• _Textauszug_
Christen und Juden
Das Volk Israel und die Gemeinde Jesu Christi
Wie stehen Christen zu Juden? Nach der Mitschuld von Christen an der Schoah, dem millionenfachen Mord an Juden, keine einfache Frage. Der Abschnitt zum Verhältnis von Israel und Gemeinde zeigt: Christen und Juden sind in einer Hoffnungsgemeinschaft verbunden.
Zwei Größen setzt dieser Abschnitt der Rechenschaft vom Glauben (RvG) in Beziehung: Das Volk Israel als eigene Größe und seine Bedeutung aus der Perspektive des christlichen Glaubens. Das „wir“ im Text ist daher meistens „wir Baptisten“ (oder Christen) und nicht „wir Christen und Juden“. Doch die die Worte stellen keinen Gegensatz auf, sondern verbinden beide Gruppen miteinander.
Erwählt
Allein der erste Abschnitt spricht viermal von der Erwählung des Volkes Israels. Gott hat dieses Volk auserwählt. Der Erwählungsvorgang aus allen Völkern ist einzigartig, verbunden mit Abraham (1 Mose 12,1-3) und ein Ausdruck der großen schöpferischen Macht Gottes. Gottes Liebe zu allen Völkern findet ihren besonderen Ausdruck im Bund mit diesem besonderen Volk. Hosea 11,1-9 gilt gewissermaßen als das „Hohelied der Liebe“ im Alten Testament: Der Prophet beschreibt, wie Gott immer an der Berufung Israels festgehalten hat, auch wenn das Volk nach Zeugnis der Schrift in einzelnen Situationen untreu gewesen ist. Die Erwählung Israels hat eine leuchtende Funktion: Nach Jesaja 49,6 ist Israel wie ein helles Licht, das die ganze Völkerwelt erhellt. Israel wird zum Segen für alle Völker. Das ist ein andauernder Vorgang, der noch nicht abgeschlossen ist.
Zeichen der Treue Gottes
Die alltägliche Diskriminierung und der millionenfache Mord an Juden ist besonders in der Geschichte des deutschen Volkes eine schwerwiegende Erfahrung von Schuld und Versagen von Christen und anderen Menschen gegenüber Juden. Dass bis in die Gegenwart das Volk der Juden existiert deutet die RvG zusammen mit anderen als „Zeichen der Treue und Barmherzigkeit Gottes“. Gott hat sich immer wieder zu seinem Volk gestellt, auch als es gefährdet war.
Ungekündigter Bund
Paulus schwärmt in 2. Korinther 3 geradezu von dem „neuen Bund“, den er im Glauben an Jesus Christus gefunden hat. Paulus wird zum Völkerapostel, der von der „Herrschaft der Gnade für alle Menschen“ predigt. Die RvG hält dabei unmissverständlich fest, dass Gott „seinen Bund mit Israel nicht aufgekündigt hat“. Die Erwählung und Berufung, von der schon im ersten Abschnitt des Textes die Rede war, bleibt bestehen. Damit soll unbedingt eine Fortsetzung der Diskriminierung und Ächtung von Juden durch Christen ausgeschlossen werden. Das Volk Israel und die Gemeinde Jesu Christi haben kein negatives, sondern ein positives, verbindendes Verhältnis zueinander.

• _Aufgaben_
**A)** Erkläre in ein bis drei Sätzen, warum das „wir“ im Text über Christen und Juden laut dem Text meistens „wir Baptisten“ meint.
**B)** Tippe bitte aus dem Text über Christen und Juden die Stelle von „Zeichen der Treue Gottes“ bis einschließlich „es gefährdet war.“ wortgetreu ab.
Die Zeilen spielen hierfür keine Rolle.

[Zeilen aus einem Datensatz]
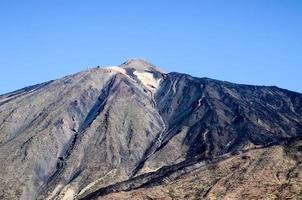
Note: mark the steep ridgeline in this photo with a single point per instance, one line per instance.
(127, 127)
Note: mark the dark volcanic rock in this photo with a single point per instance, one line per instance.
(120, 128)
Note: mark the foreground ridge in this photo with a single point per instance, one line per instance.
(134, 131)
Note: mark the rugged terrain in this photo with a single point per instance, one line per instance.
(135, 132)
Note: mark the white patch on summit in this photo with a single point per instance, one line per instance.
(148, 80)
(117, 69)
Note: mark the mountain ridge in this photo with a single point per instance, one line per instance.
(104, 126)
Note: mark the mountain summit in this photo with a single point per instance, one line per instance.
(135, 132)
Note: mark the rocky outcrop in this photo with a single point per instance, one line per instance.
(134, 126)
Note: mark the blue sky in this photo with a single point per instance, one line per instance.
(247, 41)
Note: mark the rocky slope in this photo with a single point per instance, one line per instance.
(120, 128)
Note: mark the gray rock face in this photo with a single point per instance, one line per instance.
(74, 137)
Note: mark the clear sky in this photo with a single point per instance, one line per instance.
(244, 41)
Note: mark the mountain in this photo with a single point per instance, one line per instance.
(135, 132)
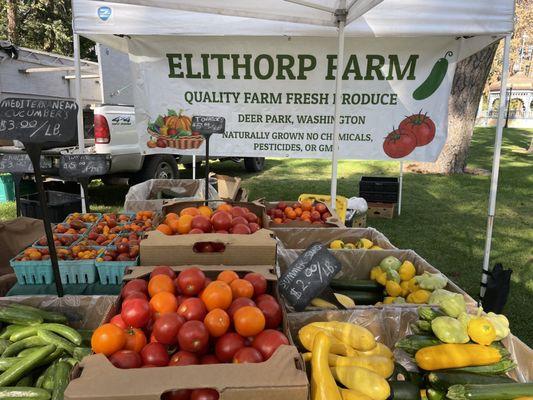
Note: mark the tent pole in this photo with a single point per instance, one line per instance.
(338, 101)
(77, 91)
(495, 164)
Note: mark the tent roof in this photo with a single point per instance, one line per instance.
(366, 18)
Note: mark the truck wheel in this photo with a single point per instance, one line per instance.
(254, 164)
(158, 167)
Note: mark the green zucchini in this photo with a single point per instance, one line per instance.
(434, 79)
(412, 343)
(48, 316)
(25, 365)
(17, 347)
(362, 298)
(442, 380)
(498, 391)
(363, 285)
(404, 390)
(19, 317)
(8, 393)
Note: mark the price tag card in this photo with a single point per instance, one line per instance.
(46, 122)
(308, 276)
(77, 166)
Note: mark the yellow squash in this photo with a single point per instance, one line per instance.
(363, 380)
(353, 335)
(323, 386)
(445, 356)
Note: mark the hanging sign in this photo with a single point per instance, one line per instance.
(277, 95)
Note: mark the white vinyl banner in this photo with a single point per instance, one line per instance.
(277, 95)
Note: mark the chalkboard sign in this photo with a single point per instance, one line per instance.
(20, 163)
(46, 122)
(83, 165)
(207, 125)
(308, 276)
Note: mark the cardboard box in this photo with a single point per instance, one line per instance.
(356, 264)
(255, 249)
(392, 323)
(278, 378)
(332, 222)
(302, 238)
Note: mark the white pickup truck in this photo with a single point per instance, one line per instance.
(115, 134)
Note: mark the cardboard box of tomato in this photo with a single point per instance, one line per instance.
(224, 335)
(220, 233)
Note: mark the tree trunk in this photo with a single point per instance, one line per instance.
(12, 31)
(468, 83)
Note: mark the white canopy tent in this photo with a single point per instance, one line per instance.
(477, 22)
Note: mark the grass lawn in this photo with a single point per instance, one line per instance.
(443, 217)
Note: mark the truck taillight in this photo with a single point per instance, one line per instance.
(101, 129)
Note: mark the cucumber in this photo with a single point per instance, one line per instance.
(441, 381)
(19, 317)
(25, 365)
(501, 391)
(17, 347)
(362, 285)
(404, 390)
(412, 343)
(8, 393)
(362, 298)
(48, 316)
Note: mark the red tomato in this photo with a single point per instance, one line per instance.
(136, 313)
(204, 394)
(182, 394)
(399, 143)
(247, 355)
(258, 281)
(162, 270)
(193, 336)
(239, 303)
(135, 285)
(272, 312)
(126, 359)
(192, 309)
(227, 345)
(155, 354)
(209, 359)
(268, 341)
(117, 320)
(166, 328)
(135, 339)
(191, 281)
(184, 358)
(421, 126)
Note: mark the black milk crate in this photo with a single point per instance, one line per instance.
(379, 189)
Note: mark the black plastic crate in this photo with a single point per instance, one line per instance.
(59, 204)
(379, 189)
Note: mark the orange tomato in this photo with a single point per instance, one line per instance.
(205, 211)
(242, 288)
(167, 230)
(189, 211)
(108, 339)
(248, 321)
(217, 295)
(217, 322)
(161, 283)
(227, 276)
(163, 302)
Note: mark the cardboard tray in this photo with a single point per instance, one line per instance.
(302, 238)
(282, 377)
(258, 248)
(392, 323)
(356, 264)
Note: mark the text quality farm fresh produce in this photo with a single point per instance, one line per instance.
(188, 319)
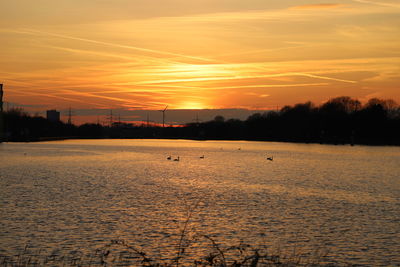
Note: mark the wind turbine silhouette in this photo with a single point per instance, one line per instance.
(163, 111)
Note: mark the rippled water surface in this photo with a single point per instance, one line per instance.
(80, 194)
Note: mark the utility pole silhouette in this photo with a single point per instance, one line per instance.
(163, 111)
(110, 118)
(1, 114)
(69, 116)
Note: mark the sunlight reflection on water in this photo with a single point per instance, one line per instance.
(80, 194)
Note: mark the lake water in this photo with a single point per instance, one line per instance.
(77, 195)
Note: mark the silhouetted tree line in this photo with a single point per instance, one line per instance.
(341, 120)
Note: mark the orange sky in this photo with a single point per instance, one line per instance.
(253, 54)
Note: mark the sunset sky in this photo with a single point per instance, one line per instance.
(196, 54)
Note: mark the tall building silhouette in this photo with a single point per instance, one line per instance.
(53, 115)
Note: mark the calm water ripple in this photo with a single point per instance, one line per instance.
(78, 195)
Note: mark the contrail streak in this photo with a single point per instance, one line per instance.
(244, 77)
(30, 31)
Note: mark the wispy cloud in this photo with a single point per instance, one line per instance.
(146, 50)
(379, 3)
(318, 6)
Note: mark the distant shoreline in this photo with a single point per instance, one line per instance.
(50, 139)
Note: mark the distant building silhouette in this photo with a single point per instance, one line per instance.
(1, 97)
(53, 115)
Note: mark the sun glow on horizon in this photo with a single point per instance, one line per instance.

• _Lösungen_
**A)** Der Abschnitt der Rechenschaft vom Glauben setzt zwei Größen in Beziehung: das Volk Israel als eigene Größe und seine Bedeutung aus der Perspektive des christlichen Glaubens. Da aus dieser christlichen Sicht gesprochen wird, meint das „wir“ meistens „wir Baptisten“ (oder Christen) und nicht „wir Christen und Juden“.

**B)**
Zeichen der Treue Gottes
Die alltägliche Diskriminierung und der millionenfache Mord an Juden ist besonders in der Geschichte des deutschen Volkes eine schwerwiegende Erfahrung von Schuld und Versagen von Christen und anderen Menschen gegenüber Juden. Dass bis in die Gegenwart das Volk der Juden existiert deutet die RvG zusammen mit anderen als „Zeichen der Treue und Barmherzigkeit Gottes“. Gott hat sich immer wieder zu seinem Volk gestellt, auch als es gefährdet war.